Top of Input for this task

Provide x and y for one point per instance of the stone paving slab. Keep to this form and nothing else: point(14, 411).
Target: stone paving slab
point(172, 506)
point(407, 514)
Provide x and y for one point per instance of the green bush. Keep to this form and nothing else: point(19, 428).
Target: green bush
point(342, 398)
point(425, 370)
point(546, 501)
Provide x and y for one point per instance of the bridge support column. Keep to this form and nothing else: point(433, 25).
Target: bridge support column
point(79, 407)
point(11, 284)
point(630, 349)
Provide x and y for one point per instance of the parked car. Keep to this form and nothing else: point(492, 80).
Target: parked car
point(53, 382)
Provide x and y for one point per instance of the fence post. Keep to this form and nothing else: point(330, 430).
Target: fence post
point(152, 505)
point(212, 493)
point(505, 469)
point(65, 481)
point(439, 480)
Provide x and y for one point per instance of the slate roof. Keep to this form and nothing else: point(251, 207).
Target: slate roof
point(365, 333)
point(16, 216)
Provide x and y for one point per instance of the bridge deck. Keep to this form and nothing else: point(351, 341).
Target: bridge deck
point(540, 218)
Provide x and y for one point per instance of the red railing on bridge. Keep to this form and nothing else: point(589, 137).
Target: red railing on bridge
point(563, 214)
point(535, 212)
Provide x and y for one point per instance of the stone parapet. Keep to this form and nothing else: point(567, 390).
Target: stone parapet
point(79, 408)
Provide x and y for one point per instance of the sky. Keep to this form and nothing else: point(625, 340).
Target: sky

Bottom of Input for this task

Problem statement:
Repeat every record, keeping each word and mark exactly as it is.

Exercise output:
Provide x and y for one point per instance of the stone paving slab. Keep to this form and nothing else: point(14, 411).
Target: stone paving slab
point(172, 506)
point(407, 514)
Provide x and y for one point per instance of the green bush. Keep to this form and nothing else: point(19, 428).
Target: green bush
point(342, 398)
point(425, 370)
point(546, 501)
Provide x and y for one point per instance of the bridge support column. Keep to this form and nothing else: point(433, 25).
Target: bridge support column
point(79, 407)
point(11, 284)
point(630, 349)
Provide x and y for one point per instance of the parked car. Keep to this form and nothing else: point(492, 80).
Target: parked car
point(53, 382)
Provide x and y for one point per instance of the fence post. Keep to this form and nothing else: point(330, 430).
Target: fence post
point(152, 505)
point(212, 493)
point(505, 469)
point(65, 481)
point(439, 480)
Provide x and y for one point per instance of the slate roof. Keep to this form and nothing else: point(251, 207).
Target: slate roof
point(365, 333)
point(16, 216)
Provide x and y for one point per instance of the bridge deck. Keep to this form and nothing else: point(351, 341).
Target: bridge deck
point(540, 218)
Provide x and y for one point per instance of the red railing on bridge. Keep to this form and nothing else: point(589, 137).
Target: red railing on bridge
point(563, 214)
point(535, 212)
Provide x and y for one point per instance of the stone parapet. Keep to this form and nothing else: point(567, 390).
Target: stone parapet
point(79, 408)
Provide x and y for one point per instance of the sky. Keep to this form and nothing else: point(625, 340).
Target: sky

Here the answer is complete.